Saved entries
::::

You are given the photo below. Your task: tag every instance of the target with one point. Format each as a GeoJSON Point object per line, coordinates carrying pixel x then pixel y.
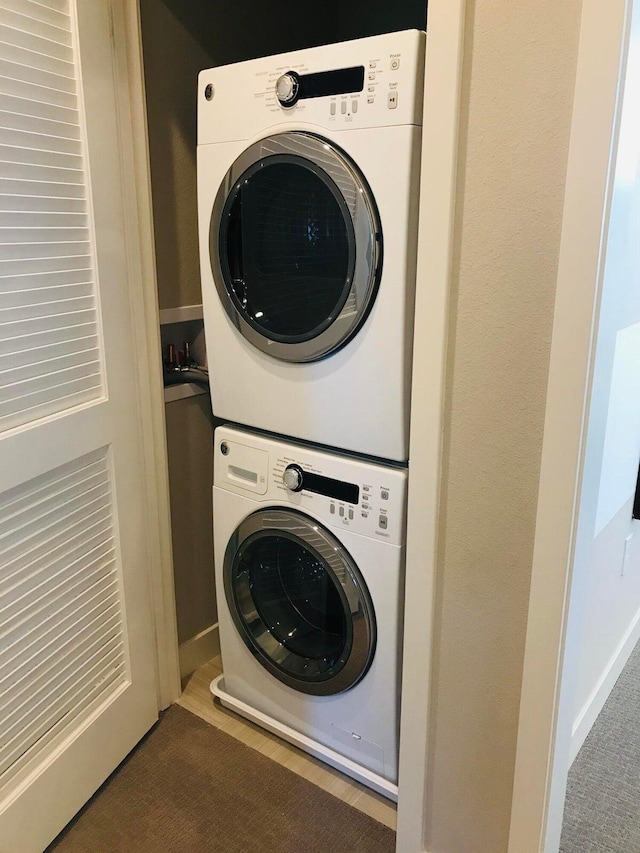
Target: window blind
{"type": "Point", "coordinates": [50, 353]}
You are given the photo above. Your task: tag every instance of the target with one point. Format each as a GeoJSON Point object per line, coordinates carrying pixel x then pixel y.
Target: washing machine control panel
{"type": "Point", "coordinates": [344, 492]}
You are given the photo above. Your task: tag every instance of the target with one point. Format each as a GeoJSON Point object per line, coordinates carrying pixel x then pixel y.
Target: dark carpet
{"type": "Point", "coordinates": [189, 787]}
{"type": "Point", "coordinates": [602, 809]}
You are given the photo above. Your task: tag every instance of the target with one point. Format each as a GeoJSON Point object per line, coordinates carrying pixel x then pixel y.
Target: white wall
{"type": "Point", "coordinates": [516, 106]}
{"type": "Point", "coordinates": [604, 621]}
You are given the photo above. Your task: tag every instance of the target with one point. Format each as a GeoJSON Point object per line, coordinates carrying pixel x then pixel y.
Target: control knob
{"type": "Point", "coordinates": [287, 86]}
{"type": "Point", "coordinates": [292, 478]}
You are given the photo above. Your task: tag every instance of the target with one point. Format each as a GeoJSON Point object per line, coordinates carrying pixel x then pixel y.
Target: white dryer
{"type": "Point", "coordinates": [309, 560]}
{"type": "Point", "coordinates": [308, 167]}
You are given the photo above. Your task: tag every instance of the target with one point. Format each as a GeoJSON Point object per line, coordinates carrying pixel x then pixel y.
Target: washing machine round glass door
{"type": "Point", "coordinates": [299, 602]}
{"type": "Point", "coordinates": [295, 246]}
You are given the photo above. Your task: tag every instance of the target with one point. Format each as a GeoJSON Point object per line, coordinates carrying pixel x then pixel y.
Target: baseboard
{"type": "Point", "coordinates": [595, 703]}
{"type": "Point", "coordinates": [199, 649]}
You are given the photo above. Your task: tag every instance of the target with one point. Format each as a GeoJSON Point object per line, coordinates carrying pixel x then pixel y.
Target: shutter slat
{"type": "Point", "coordinates": [16, 397]}
{"type": "Point", "coordinates": [55, 12]}
{"type": "Point", "coordinates": [56, 366]}
{"type": "Point", "coordinates": [18, 328]}
{"type": "Point", "coordinates": [30, 730]}
{"type": "Point", "coordinates": [65, 511]}
{"type": "Point", "coordinates": [69, 394]}
{"type": "Point", "coordinates": [44, 309]}
{"type": "Point", "coordinates": [22, 106]}
{"type": "Point", "coordinates": [20, 574]}
{"type": "Point", "coordinates": [34, 282]}
{"type": "Point", "coordinates": [25, 235]}
{"type": "Point", "coordinates": [105, 689]}
{"type": "Point", "coordinates": [28, 74]}
{"type": "Point", "coordinates": [39, 340]}
{"type": "Point", "coordinates": [13, 37]}
{"type": "Point", "coordinates": [76, 529]}
{"type": "Point", "coordinates": [48, 291]}
{"type": "Point", "coordinates": [51, 349]}
{"type": "Point", "coordinates": [30, 56]}
{"type": "Point", "coordinates": [20, 19]}
{"type": "Point", "coordinates": [41, 251]}
{"type": "Point", "coordinates": [61, 619]}
{"type": "Point", "coordinates": [72, 613]}
{"type": "Point", "coordinates": [54, 203]}
{"type": "Point", "coordinates": [32, 684]}
{"type": "Point", "coordinates": [73, 483]}
{"type": "Point", "coordinates": [29, 266]}
{"type": "Point", "coordinates": [36, 125]}
{"type": "Point", "coordinates": [37, 91]}
{"type": "Point", "coordinates": [34, 605]}
{"type": "Point", "coordinates": [33, 135]}
{"type": "Point", "coordinates": [30, 173]}
{"type": "Point", "coordinates": [32, 160]}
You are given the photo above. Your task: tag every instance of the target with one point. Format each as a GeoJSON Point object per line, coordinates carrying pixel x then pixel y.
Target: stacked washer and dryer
{"type": "Point", "coordinates": [308, 168]}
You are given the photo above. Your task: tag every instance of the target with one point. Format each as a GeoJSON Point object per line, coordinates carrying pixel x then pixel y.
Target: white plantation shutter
{"type": "Point", "coordinates": [49, 332]}
{"type": "Point", "coordinates": [61, 629]}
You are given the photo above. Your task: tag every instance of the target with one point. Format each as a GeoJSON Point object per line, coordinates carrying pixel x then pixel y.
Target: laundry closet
{"type": "Point", "coordinates": [179, 40]}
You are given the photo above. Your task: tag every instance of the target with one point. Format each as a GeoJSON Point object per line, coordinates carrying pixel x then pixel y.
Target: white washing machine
{"type": "Point", "coordinates": [308, 167]}
{"type": "Point", "coordinates": [309, 558]}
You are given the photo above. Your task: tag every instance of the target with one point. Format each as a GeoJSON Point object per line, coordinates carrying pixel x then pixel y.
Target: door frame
{"type": "Point", "coordinates": [147, 372]}
{"type": "Point", "coordinates": [437, 205]}
{"type": "Point", "coordinates": [546, 709]}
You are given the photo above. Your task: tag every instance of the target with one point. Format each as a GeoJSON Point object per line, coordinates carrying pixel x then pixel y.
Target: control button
{"type": "Point", "coordinates": [287, 87]}
{"type": "Point", "coordinates": [292, 478]}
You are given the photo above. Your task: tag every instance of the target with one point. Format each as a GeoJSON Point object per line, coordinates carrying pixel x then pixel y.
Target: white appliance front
{"type": "Point", "coordinates": [307, 228]}
{"type": "Point", "coordinates": [309, 550]}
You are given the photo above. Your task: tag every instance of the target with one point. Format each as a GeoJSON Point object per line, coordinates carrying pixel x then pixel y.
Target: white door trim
{"type": "Point", "coordinates": [546, 707]}
{"type": "Point", "coordinates": [147, 367]}
{"type": "Point", "coordinates": [443, 75]}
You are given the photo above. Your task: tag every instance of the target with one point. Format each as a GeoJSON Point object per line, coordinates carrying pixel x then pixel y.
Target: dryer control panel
{"type": "Point", "coordinates": [344, 492]}
{"type": "Point", "coordinates": [370, 82]}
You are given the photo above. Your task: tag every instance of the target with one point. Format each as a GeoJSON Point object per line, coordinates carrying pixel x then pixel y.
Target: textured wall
{"type": "Point", "coordinates": [519, 71]}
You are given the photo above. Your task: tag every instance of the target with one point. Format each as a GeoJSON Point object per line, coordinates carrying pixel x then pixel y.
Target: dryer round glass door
{"type": "Point", "coordinates": [295, 246]}
{"type": "Point", "coordinates": [299, 602]}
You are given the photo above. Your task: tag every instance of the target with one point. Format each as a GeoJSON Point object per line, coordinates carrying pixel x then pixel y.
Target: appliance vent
{"type": "Point", "coordinates": [50, 358]}
{"type": "Point", "coordinates": [62, 650]}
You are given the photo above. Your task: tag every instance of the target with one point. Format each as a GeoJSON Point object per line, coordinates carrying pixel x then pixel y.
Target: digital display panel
{"type": "Point", "coordinates": [344, 81]}
{"type": "Point", "coordinates": [336, 489]}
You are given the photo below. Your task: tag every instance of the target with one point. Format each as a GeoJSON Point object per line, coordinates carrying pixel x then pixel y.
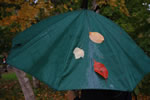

::::

Assignment:
Copy out all the data above exactly, pictures excluded.

Response:
You are given the photo below. Your task: tag every instance of the target with one point. Format each as a GeoJSON Point object per line, coordinates carrying pixel x then pixel y.
Target: window blind
{"type": "Point", "coordinates": [50, 353]}
You are given the photo above. Your task: tag every instance of the target with one point. Format each as a GeoJSON Point object per line, coordinates carrying pixel x then pixel y.
Target: washing machine control panel
{"type": "Point", "coordinates": [344, 492]}
You are given the photo above. Your task: tag every instance of the target with one point. Format each as a GeoJSON Point object per line, coordinates carrying pixel x then pixel y.
Target: dark carpet
{"type": "Point", "coordinates": [189, 787]}
{"type": "Point", "coordinates": [602, 809]}
You are given the photo above. Your task: tag every instance of the target with one point. Format each as a GeoJSON Point object per line, coordinates carrying pixel x then pixel y.
Target: white wall
{"type": "Point", "coordinates": [516, 106]}
{"type": "Point", "coordinates": [604, 621]}
You are given the photo above. Your task: tag every instance of the target with one point. Format each as a GeoJSON Point object per line, coordinates carrying pixel x then pixel y.
Target: control knob
{"type": "Point", "coordinates": [287, 86]}
{"type": "Point", "coordinates": [292, 478]}
You are given the photo above. Your task: tag every instance of the target with one point. Format each as a GeoJSON Point object per line, coordinates carrying pixel x then pixel y.
Target: white dryer
{"type": "Point", "coordinates": [309, 560]}
{"type": "Point", "coordinates": [308, 167]}
You are given the photo above. Your task: tag every instance of the target with one point. Format each as a GeoJSON Point object per line, coordinates carrying pixel x then pixel y.
Target: washing machine round glass door
{"type": "Point", "coordinates": [299, 602]}
{"type": "Point", "coordinates": [295, 246]}
You are given the photo above. Your task: tag every instance of the target with one point. Format each as a GeoJSON Point object per line, coordinates carrying pixel x then pixel y.
Target: baseboard
{"type": "Point", "coordinates": [595, 703]}
{"type": "Point", "coordinates": [199, 649]}
You are given the photo above. Your task: tag every instance of the target with one point. Format each as a GeoJSON Point object per line, coordinates carrying pixel x then pixel y.
Target: shutter slat
{"type": "Point", "coordinates": [16, 397]}
{"type": "Point", "coordinates": [55, 12]}
{"type": "Point", "coordinates": [56, 366]}
{"type": "Point", "coordinates": [18, 328]}
{"type": "Point", "coordinates": [30, 730]}
{"type": "Point", "coordinates": [65, 511]}
{"type": "Point", "coordinates": [69, 394]}
{"type": "Point", "coordinates": [44, 309]}
{"type": "Point", "coordinates": [22, 106]}
{"type": "Point", "coordinates": [20, 574]}
{"type": "Point", "coordinates": [34, 282]}
{"type": "Point", "coordinates": [25, 235]}
{"type": "Point", "coordinates": [105, 689]}
{"type": "Point", "coordinates": [28, 74]}
{"type": "Point", "coordinates": [39, 340]}
{"type": "Point", "coordinates": [13, 37]}
{"type": "Point", "coordinates": [76, 529]}
{"type": "Point", "coordinates": [48, 291]}
{"type": "Point", "coordinates": [51, 349]}
{"type": "Point", "coordinates": [30, 56]}
{"type": "Point", "coordinates": [20, 19]}
{"type": "Point", "coordinates": [41, 251]}
{"type": "Point", "coordinates": [61, 619]}
{"type": "Point", "coordinates": [72, 613]}
{"type": "Point", "coordinates": [54, 203]}
{"type": "Point", "coordinates": [32, 684]}
{"type": "Point", "coordinates": [73, 483]}
{"type": "Point", "coordinates": [29, 266]}
{"type": "Point", "coordinates": [36, 125]}
{"type": "Point", "coordinates": [37, 91]}
{"type": "Point", "coordinates": [34, 605]}
{"type": "Point", "coordinates": [33, 135]}
{"type": "Point", "coordinates": [30, 173]}
{"type": "Point", "coordinates": [32, 160]}
You are given the photo above. Your task: tag every instance of the target with one point. Format each as a GeoJSON Point object per line, coordinates carrying pixel x then pixel y.
Target: stacked washer and dryer
{"type": "Point", "coordinates": [308, 168]}
You are given the photo above. Your task: tag every instance of the target with one point. Format each as a GeoJSON Point object per line, coordinates carrying pixel x then pixel y.
Target: white plantation shutter
{"type": "Point", "coordinates": [49, 332]}
{"type": "Point", "coordinates": [61, 629]}
You are given the photo above. Your task: tag every instance of the target with one point. Format each as a GeoJSON Point object per line, coordinates carrying pixel x then pixel y.
Target: laundry closet
{"type": "Point", "coordinates": [179, 40]}
You are given the photo above. Your task: tag every instance of the target with one point. Format each as a GeoJSON Point object per line, coordinates carrying pixel x then pixel y.
Target: white washing machine
{"type": "Point", "coordinates": [308, 167]}
{"type": "Point", "coordinates": [309, 558]}
You are given the photo above. Your task: tag every instance of the target with one point. Format each as a GeoJSON Point object per line, coordinates carrying pixel x then pixel y.
Target: door frame
{"type": "Point", "coordinates": [147, 372]}
{"type": "Point", "coordinates": [437, 205]}
{"type": "Point", "coordinates": [546, 709]}
You are given the photo above. Your task: tag every instance of the target with one point. Format each as a GeoJSON Point object per line, coordinates carrying pixel x then pixel y.
Target: control button
{"type": "Point", "coordinates": [287, 87]}
{"type": "Point", "coordinates": [292, 478]}
You are given the photo above. Your task: tag every instance of the target with one point. Format each as a GeoJSON Point object per line, coordinates carrying pixel x then pixel y.
Target: white appliance front
{"type": "Point", "coordinates": [307, 228]}
{"type": "Point", "coordinates": [309, 550]}
You are given the photo above. Your task: tag every instance of the target with one point. Format each as a GeoJSON Point object per line, coordinates carrying pixel x then pixel y.
Target: white door trim
{"type": "Point", "coordinates": [546, 707]}
{"type": "Point", "coordinates": [147, 367]}
{"type": "Point", "coordinates": [443, 75]}
You are given the photo above. Your task: tag every instance of the target with one point. Format each as a GeoJSON Point object per line, coordinates carrying pixel x then pixel y.
Target: dryer control panel
{"type": "Point", "coordinates": [344, 492]}
{"type": "Point", "coordinates": [370, 82]}
You are given the photo above. Your task: tag every instance of the target with one point. Format each as a GeoJSON Point object per line, coordinates carrying pixel x then pixel y.
Target: textured wall
{"type": "Point", "coordinates": [519, 71]}
You are given the photo above. Your task: tag every instance of the target with one point. Format each as a GeoJSON Point object per line, coordinates carrying pixel x then pixel y.
Target: dryer round glass door
{"type": "Point", "coordinates": [295, 246]}
{"type": "Point", "coordinates": [299, 602]}
You are given the photo above. Your task: tag every instance of the target with one point. Format each as a GeoJSON Point object per line, coordinates carrying pixel x then pixel y.
Target: appliance vent
{"type": "Point", "coordinates": [50, 358]}
{"type": "Point", "coordinates": [62, 650]}
You are given the photo above. Your task: tag every instance of the target with one point. Format each as a GeoJSON Point object per line, coordinates carrying pixel x then pixel y.
Target: digital display panel
{"type": "Point", "coordinates": [344, 81]}
{"type": "Point", "coordinates": [336, 489]}
You are given the photo below. Your task: tag every instance of the target with one point. Format each as a GeoJSON Point object per line, coordinates carrying pixel x then pixel y.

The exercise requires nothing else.